CEL ZADANIA: Zaktualizuj rekordy od wiersza zawierającego "the man's hand" aż do końca rekordów, zastępując "marker" przez "point" i nie zmieniając niczego poza tym. Podaj wyłącznie te wiersze.

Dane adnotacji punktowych
——————

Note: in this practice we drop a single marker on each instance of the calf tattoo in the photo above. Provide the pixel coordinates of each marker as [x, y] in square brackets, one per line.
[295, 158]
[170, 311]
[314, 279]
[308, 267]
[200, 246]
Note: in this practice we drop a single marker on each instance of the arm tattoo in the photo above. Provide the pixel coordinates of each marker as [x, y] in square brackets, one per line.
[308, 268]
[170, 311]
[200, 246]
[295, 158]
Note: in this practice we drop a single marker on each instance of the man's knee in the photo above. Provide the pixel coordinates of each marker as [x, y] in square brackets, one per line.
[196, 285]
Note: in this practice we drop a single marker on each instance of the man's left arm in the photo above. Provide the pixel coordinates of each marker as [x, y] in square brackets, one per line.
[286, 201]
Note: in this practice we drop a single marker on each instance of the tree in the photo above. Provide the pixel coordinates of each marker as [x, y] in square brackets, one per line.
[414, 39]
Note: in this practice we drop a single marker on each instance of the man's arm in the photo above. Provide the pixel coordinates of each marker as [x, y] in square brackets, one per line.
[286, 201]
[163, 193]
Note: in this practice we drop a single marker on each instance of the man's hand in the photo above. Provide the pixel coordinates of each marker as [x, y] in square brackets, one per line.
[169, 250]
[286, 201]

——————

ODPOWIEDŹ NA ZADANIE:
Note: in this practice we drop a single point on each instance of the man's hand in the photo above. Provide the pixel coordinates of each point as [x, y] in square brackets, one per line.
[169, 250]
[286, 201]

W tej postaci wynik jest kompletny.